§ What you will do
A - Reproduce the part of the weight-loss diary entry starting at "I say in the" and ending at "aware of it.".
B - Write the next part of the weight-loss diary entry, picking up after its final sentence.

§ Excerpt to read
▼
Tomorrow will mark the two hundredth day since I made the decision to lose a lot of weight. It was and is a daunting challenge that cannot be taken lightly. When someone is twenty-pounds overweight, they can cut out alcohol and bread for a few weeks, or cut out desserts, or whatever it is that someone who has a relatively minor amount to lose will do.
My intention – what I needed to do in order to be healthy again – was to lose roughly half my body weight. To put that in terms that will show how unrealistic that felt at the time, I needed to lose the equivalent of a UFC Light-Heavyweight. Look up the current champion, Glover Teixeira, and then think about what it means to lose his entire body weight.
While I am nowhere near that goal, this morning I hit a milestone; I have given myself more short-term milestones by measuring at home in pounds but at the doctor’s office in kilograms. This morning’s milestones are both in imperial weights – I am both seventy pounds down, and at the quarter milestone of 325.0-lbs. It was an exciting number to see on the bathroom scale readout this morning.
My friend Eduardo is coming over for a cigar today, and I am going to ask him to take a picture of me in the exact same spot and pose I took my before pictures. I look forward to seeing myself side by side with what I looked like in mid-January. He is coming around 2pm, which means that despite it being a weekend, if I am able to go for a walk, my schedule will not be too different from my working weekdays, in that he will be here until around 5pm, and then I will have a meal replacement shake, and then I should be able to go out around 5:30pm.
I say in the previous paragraph ‘…if I am able to go for a walk.’ The if is because this morning I am feeling my legs. I have pains in my shins, and no they are not shin splints. They are simply my legs telling me that I am exercising much harder than I have in a couple of years, and that I am doing so while carrying 110-pounds of excess weight (according to the body fat scale app I use, my lean body mass is actually 116-pounds less than my current weight). They are not telling me that I am overdoing it… but that I am approaching that threshold and I should be aware of it.
▲
Excerpts of pointing data:
▼
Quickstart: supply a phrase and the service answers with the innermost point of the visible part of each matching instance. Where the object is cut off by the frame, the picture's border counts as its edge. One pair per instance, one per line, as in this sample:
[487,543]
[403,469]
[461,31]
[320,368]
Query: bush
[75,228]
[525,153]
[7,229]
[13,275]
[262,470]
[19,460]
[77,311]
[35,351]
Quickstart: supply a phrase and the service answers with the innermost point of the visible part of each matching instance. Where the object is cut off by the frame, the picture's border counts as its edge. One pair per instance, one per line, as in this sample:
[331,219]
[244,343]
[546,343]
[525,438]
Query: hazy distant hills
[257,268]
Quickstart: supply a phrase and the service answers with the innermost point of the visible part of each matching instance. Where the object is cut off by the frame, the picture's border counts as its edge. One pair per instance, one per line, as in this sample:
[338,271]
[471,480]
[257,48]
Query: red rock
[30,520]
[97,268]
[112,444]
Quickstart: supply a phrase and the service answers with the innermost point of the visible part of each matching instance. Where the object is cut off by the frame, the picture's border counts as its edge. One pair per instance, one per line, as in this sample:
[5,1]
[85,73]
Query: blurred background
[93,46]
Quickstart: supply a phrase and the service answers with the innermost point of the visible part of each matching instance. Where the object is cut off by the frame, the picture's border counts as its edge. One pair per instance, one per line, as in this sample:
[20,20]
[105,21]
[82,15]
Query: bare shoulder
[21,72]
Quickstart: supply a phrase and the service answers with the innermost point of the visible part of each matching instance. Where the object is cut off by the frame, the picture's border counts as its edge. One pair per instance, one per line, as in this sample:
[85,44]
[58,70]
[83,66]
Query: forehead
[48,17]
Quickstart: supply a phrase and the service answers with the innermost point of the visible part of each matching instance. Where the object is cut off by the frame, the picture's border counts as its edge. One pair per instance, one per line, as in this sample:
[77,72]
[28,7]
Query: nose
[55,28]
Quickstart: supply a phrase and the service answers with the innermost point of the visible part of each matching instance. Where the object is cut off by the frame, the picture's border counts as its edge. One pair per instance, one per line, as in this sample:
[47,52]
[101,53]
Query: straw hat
▲
§ Final results
A -
I say in the previous paragraph ‘…if I am able to go for a walk.’ The if is because this morning I am feeling my legs. I have pains in my shins, and no they are not shin splints. They are simply my legs telling me that I am exercising much harder than I have in a couple of years, and that I am doing so while carrying 110-pounds of excess weight (according to the body fat scale app I use, my lean body mass is actually 116-pounds less than my current weight). They are not telling me that I am overdoing it… but that I am approaching that threshold and I should be aware of it.

B -
While I had set my goal yesterday for a fifty-five-kilometre week, I gave it a bit of thought last night, and again this morning. Fitness walking every day without respite might be overdoing it. I might try to walk 10-kilometres today (making for fifty-kilometres in the past six days), and then taking a day off tomorrow. I am not making any decisions… it will depend on how I feel if I am able to go out for my walk this afternoon, and then how I feel afterwards.
I will say that over the last couple of evenings, I have noticed muscular definition in my legs that I have not noticed in a long time. It is great to see and feel the progress which results from the combination of eating less and exercising hard. Even on a day with great scale-related victories, those non-scale victories are huge for me.
Numbers are great; I know numbers, I trust numbers. My emotions need to see progress though… what do those numbers mean where the rubber meets the road. It is nice to know that I have lost the equivalent of a tweenager, but actually seeing the muscular definition was a great boost for me. If I was tempted to succumb to temptations this weekend, that put an end to it. If I am on the fence this afternoon about going out for my fitness walk or not, that will help me to make my final decision.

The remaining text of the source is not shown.